▸ **YOUR INSTRUCTIONS**
Before copying, set the pictures aside; then repeat every line below verbatim.
** RECORDS SUPPLIED follows **
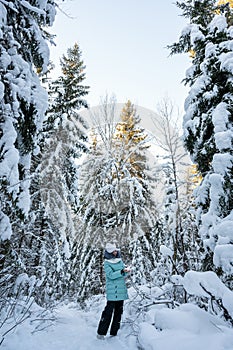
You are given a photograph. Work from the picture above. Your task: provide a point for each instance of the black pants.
(117, 307)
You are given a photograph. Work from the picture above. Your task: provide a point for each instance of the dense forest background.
(57, 212)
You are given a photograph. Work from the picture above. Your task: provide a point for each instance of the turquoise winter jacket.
(115, 281)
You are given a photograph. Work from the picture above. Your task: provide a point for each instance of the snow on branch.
(32, 8)
(207, 284)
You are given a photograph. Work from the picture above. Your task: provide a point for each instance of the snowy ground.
(156, 328)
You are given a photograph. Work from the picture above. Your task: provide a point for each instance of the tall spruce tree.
(23, 102)
(208, 122)
(115, 205)
(63, 141)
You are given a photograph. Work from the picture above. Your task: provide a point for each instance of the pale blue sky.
(123, 45)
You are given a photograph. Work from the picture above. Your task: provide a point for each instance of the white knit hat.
(110, 247)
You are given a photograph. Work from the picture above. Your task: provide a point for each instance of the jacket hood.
(109, 256)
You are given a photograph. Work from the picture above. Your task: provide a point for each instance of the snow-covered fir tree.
(115, 205)
(208, 134)
(23, 102)
(63, 141)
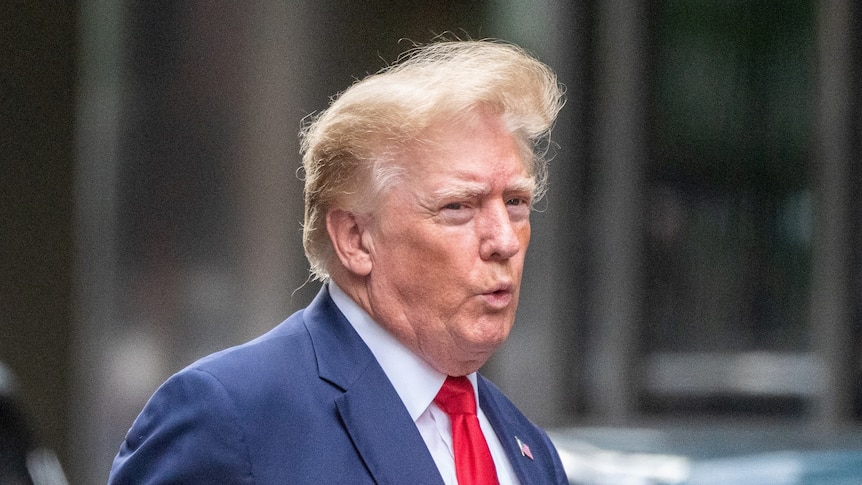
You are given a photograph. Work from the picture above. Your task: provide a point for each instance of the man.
(419, 182)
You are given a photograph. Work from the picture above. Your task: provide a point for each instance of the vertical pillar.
(830, 309)
(620, 156)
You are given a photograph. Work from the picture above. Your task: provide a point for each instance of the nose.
(498, 234)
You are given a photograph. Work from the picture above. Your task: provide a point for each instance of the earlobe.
(351, 241)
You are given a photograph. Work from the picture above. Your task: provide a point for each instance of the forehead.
(477, 153)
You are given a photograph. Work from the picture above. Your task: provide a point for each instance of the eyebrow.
(466, 189)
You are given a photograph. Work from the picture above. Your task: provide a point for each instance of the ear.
(350, 238)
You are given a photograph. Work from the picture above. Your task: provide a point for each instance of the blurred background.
(697, 261)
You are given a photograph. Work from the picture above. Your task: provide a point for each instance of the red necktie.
(473, 462)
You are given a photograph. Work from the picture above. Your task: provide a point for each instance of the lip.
(498, 297)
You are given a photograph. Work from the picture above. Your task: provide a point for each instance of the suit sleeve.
(189, 432)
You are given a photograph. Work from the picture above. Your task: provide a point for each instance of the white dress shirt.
(417, 383)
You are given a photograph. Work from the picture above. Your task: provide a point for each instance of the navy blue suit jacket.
(304, 403)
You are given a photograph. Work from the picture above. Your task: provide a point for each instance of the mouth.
(499, 297)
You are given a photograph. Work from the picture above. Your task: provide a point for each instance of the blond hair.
(350, 149)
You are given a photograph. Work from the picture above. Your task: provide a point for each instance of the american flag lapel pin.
(525, 450)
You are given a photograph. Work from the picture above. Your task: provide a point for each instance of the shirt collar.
(415, 381)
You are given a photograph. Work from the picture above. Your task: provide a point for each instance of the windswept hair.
(350, 151)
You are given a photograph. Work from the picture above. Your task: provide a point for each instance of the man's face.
(448, 244)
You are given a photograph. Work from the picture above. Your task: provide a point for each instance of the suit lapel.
(372, 412)
(384, 433)
(509, 432)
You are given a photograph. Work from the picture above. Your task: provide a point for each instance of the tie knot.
(456, 396)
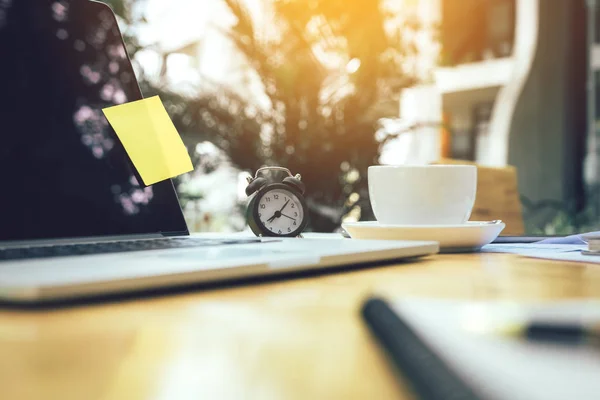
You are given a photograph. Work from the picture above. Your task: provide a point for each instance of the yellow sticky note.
(150, 139)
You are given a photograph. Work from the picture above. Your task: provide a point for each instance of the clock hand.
(287, 216)
(284, 206)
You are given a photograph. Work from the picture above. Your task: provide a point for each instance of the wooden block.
(497, 196)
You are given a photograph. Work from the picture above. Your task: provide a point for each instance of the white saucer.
(470, 236)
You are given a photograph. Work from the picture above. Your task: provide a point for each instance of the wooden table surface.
(294, 339)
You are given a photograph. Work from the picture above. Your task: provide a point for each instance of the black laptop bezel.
(167, 186)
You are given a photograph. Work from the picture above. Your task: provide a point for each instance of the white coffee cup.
(422, 194)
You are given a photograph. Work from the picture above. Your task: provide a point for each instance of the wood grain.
(295, 339)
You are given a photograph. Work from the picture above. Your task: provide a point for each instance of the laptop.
(74, 219)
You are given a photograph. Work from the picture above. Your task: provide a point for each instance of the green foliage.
(315, 116)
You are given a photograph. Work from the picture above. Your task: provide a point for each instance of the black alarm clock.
(277, 209)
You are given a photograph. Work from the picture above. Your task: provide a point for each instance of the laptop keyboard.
(114, 247)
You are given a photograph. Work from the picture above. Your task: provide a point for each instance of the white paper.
(505, 368)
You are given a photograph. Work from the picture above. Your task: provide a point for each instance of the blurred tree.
(329, 70)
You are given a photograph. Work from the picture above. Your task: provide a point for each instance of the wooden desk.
(298, 339)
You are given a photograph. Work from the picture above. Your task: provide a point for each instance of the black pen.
(551, 331)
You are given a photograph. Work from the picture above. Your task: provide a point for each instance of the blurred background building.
(498, 82)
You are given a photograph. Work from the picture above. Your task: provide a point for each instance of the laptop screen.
(63, 171)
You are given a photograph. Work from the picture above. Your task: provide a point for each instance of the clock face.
(280, 211)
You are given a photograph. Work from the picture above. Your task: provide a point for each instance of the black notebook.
(447, 350)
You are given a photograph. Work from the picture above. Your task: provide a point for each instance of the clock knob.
(295, 182)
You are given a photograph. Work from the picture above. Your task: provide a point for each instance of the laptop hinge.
(79, 240)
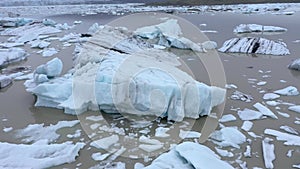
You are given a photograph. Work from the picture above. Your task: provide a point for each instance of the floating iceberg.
(12, 55)
(255, 45)
(295, 65)
(38, 155)
(249, 28)
(186, 155)
(121, 77)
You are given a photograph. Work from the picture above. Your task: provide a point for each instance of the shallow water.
** End of RECORDS SUPPLIED **
▸ **EXPECTED OUTPUT**
You are given a photograph. Work from the picture above. Your task: provide a point for each instance of the black pants.
(117, 307)
You are given a photograph. Work from the picture above. Your task: provide a point for each instance of the dense forest background.
(57, 212)
You are given a photograph. Work from the picture above. Your task: provide a point for each instance of the turquoise winter jacket.
(115, 281)
You are given a photograph. Work from the picture above. Your task: provide a point for each instance of the snow on branch.
(32, 8)
(207, 284)
You are given a photograph. Work from the picture above. Your task: provide a point for each instance of the snowy ground.
(156, 328)
You are given a photograph. Work from the picture above. Your task: provide a point for each instance of the tall spruce tree.
(23, 102)
(208, 122)
(115, 205)
(63, 141)
You are given a photograph. Work from the picture above. Your task: provide a point for each instance of the pale blue sky.
(123, 45)
You are given a photograph. Work from the picture above. Your task: provide a point for each instance of the white knit hat.
(110, 247)
You are given a photograph. Work from the picture above. Your task: provide a point for each instance of the jacket hood.
(109, 256)
You are given a photograph. Work from the picture above. Your task: provide a point for each instance of the snow-covered fir tree.
(115, 205)
(208, 134)
(23, 102)
(63, 141)
You are given a photograph. Work from the picture above. Your task: provide a point for each instance of the man.
(419, 182)
You are given a photograph. Work from the picture above. Your task: provide a point for each instance of the vertical pillar.
(830, 309)
(620, 156)
You are given a photograph. Work from the picture above. Your task: provide a point for each instance of the nose.
(498, 234)
You are given a photograph. Work from the picture above. Your task: provide a point for each instance of the earlobe.
(351, 241)
You are given a photograph. Work from the picture above. Your task: provide a point for each instance of the forehead.
(477, 153)
You are given a photograph. Work from the picture above. Your task: provide a point for each instance of the eyebrow.
(466, 189)
You are given a photograph. Work from the picture above. Your task: provide a point for each instance of the ear.
(350, 238)
You are given a photograph. Work from the picture above. Your task: provide a point for each instance of the blurred background.
(697, 261)
You are given a photograph. Work from the picture above. Your task: provide a point for each instance of the red necktie.
(473, 462)
You are given a photograph. Work from the picture above. Your task: provide a point for each instance of the lip.
(498, 297)
You are given a photograph. Work from the picture above. Your task: provide a point for each instance of the suit sleeve.
(189, 432)
You are given a photograph. Work from the picture above. Your task: provide a point for each instance of the white dress shirt.
(417, 383)
You are given a photograph. Work from the picture above. Your task: provide a point for each instance of the navy blue suit jacket.
(304, 403)
You are given a photograph. Work from the picture above. Your task: provide a point for each instance of the mouth.
(499, 297)
You are given a photograph. Work from the picture above. Your task: provide a point for each instance of the blond hair.
(350, 149)
You are given a photograph. Work from the picture above. Your task: provide a point for each instance of the american flag lapel pin.
(525, 450)
You are given a photograph. Work from the picture above. Your task: provide a point for each instance of the shirt collar.
(415, 381)
You are given a photograph. Work from the picture above. Your task: provide a point for each instance of the windswept hair.
(350, 151)
You are given a photograph. Work from the picture above. Your task: provide a point for each instance of the man's face.
(448, 244)
You are given a photograph. Work from the picture above. Your task: provide a point for each instance of the suit lapel.
(372, 412)
(384, 433)
(509, 432)
You are given a photograph. Work from the picture above. Your task: provide a point for each instance of the tie knot.
(456, 396)
You are given a photograph. Work from the picture above. Your task: provide a point for each instance of the yellow sticky note.
(150, 139)
You are given a photograph. Work from the picture above. Your task: provide a point for each instance of the clock hand.
(287, 216)
(284, 206)
You are given a photograph. Work from the picture above. Your task: provide a point for each instance of the wooden block.
(497, 196)
You are given a photograph. Work from the picture above. Your task: provide a point for each instance of the white saucer.
(470, 236)
You are given a photograph. Work from the picture above. Your task: provide a point for each instance of the wooden table surface.
(294, 339)
You are given a photograph. Work from the picture above. Your task: provide a point for each instance of the black laptop bezel.
(167, 186)
You are given a photograph. Work from the picture above. Your task: provide a point for each instance of the white coffee cup.
(422, 194)
You are given a photograph. Work from the picture above. Your task: provide a point for each instance of the wood grain.
(295, 339)
You are given a photograph. Work from the picture above. Your task: provide a point for each instance of the laptop.
(74, 219)
You are given a photograph. Work from the picture above. Your task: provide a point for each instance of the green foliage.
(315, 116)
You are given a photograph. Work from the picture above. Your task: provide a point for each instance of the black alarm clock.
(277, 209)
You are given a photograph. Work from the picture above. Your task: provide a point for each instance of the laptop keyboard.
(114, 247)
You are given a photograph. Work from the picture above. Your task: provide a point for each instance of the white paper.
(505, 368)
You are given a photograph. Work from the picture above. Your task: provide a point for each instance of the blurred tree.
(329, 70)
You are given a photograph. Work from the picture above. Your task: provide a point for each instance of the wooden desk.
(298, 339)
You are given a photograph. Work from the picture above. Your task: provide a point for each instance of the black pen.
(551, 331)
You are given a photograph. Work from the picture above. Your task: provide a point for each instance of the blurred background building.
(498, 82)
You are given a photograph. Work from the picture above. Your task: provide a point for each instance of the laptop screen.
(63, 171)
You are given a photograph. Work from the picture above. Your task: provide a point for each instance of the clock face.
(280, 211)
You are given a photograph. Work from the picture above. Your task: provide a point for each instance of the black notebook.
(447, 350)
You are given a photograph. Work from the picture above. Your task: provide a point for each instance of the clock knob.
(295, 182)
You are given a photograph. Work from the picture above. Your task: provide a point for each instance of the laptop hinge.
(79, 240)
You are given a photograph. Work from the picture above. Your task: provide a point for each instance of the floating iceberg.
(12, 55)
(255, 45)
(295, 65)
(38, 155)
(249, 28)
(186, 155)
(121, 77)
You are given a photograph. Work from the picture above. Your task: provide a point for each instance of the shallow water.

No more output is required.